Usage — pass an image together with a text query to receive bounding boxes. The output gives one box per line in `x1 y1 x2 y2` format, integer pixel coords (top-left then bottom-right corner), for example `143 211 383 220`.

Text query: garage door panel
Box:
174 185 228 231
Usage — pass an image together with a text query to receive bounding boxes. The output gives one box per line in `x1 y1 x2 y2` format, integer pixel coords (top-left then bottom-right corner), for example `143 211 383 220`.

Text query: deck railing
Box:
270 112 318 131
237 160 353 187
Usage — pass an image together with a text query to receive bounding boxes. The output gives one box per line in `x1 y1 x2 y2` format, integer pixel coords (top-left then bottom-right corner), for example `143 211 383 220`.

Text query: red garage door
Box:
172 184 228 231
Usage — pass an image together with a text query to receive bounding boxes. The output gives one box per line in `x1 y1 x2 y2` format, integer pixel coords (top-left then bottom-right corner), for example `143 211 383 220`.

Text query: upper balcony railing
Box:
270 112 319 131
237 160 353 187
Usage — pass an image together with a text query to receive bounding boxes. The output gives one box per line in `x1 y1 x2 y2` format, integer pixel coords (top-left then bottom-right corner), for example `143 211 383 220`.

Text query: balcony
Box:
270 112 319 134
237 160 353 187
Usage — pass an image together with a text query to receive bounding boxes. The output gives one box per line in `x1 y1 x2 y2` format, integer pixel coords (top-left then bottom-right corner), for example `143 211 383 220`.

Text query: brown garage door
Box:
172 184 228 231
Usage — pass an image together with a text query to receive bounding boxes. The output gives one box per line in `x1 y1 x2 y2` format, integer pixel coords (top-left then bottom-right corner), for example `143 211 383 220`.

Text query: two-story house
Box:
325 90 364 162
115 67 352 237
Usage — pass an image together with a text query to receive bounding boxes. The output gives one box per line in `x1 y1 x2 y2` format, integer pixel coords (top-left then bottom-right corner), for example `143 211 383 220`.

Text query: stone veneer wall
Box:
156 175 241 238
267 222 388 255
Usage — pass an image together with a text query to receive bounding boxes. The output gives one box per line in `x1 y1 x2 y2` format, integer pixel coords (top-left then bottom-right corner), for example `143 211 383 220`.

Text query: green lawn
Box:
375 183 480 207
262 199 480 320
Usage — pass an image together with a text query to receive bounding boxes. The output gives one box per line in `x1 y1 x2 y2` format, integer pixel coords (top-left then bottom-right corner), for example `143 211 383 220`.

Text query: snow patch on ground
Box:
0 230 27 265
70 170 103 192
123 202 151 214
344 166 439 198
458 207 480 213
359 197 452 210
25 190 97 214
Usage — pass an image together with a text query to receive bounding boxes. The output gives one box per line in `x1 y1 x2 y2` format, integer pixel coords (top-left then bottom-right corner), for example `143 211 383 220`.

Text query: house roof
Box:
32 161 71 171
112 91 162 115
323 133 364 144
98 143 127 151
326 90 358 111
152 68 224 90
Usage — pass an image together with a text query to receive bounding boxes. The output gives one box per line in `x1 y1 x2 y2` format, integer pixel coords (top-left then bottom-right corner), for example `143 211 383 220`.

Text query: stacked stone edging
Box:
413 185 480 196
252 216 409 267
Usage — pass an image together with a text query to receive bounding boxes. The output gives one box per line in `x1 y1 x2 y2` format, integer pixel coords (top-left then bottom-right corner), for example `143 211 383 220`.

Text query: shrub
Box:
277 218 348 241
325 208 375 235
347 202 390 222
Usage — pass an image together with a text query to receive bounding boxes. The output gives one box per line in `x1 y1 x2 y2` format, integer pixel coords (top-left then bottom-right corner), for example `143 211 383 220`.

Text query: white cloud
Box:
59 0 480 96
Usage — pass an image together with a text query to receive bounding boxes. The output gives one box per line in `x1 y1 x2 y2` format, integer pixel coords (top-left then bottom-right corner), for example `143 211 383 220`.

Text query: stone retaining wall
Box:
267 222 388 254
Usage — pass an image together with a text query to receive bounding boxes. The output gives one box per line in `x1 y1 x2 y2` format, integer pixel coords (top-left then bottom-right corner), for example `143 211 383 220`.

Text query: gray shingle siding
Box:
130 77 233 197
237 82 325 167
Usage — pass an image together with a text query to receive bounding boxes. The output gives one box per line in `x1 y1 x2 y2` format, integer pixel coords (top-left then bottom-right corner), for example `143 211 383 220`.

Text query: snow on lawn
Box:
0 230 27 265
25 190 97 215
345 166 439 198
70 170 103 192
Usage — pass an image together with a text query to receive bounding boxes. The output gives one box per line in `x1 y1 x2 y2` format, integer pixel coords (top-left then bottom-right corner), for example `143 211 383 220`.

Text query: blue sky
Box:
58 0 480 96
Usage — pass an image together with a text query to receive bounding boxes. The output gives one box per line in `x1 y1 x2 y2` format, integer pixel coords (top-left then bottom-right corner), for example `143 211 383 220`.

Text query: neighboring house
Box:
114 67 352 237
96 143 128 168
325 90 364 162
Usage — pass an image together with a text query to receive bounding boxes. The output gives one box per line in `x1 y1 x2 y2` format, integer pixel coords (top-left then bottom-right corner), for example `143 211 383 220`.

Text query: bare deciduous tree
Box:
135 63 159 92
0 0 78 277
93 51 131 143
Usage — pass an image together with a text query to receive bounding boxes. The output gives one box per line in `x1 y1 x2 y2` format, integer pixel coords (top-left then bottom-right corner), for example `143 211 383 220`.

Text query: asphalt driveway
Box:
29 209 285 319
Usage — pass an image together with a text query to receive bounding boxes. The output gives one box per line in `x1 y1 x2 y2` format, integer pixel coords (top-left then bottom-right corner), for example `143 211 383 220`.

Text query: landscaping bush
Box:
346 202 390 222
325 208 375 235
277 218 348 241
______
[OBJECTIVE]: How many lines in the items above contain the word "door"? Reply with the number only.

[CORRECT ANSWER]: 3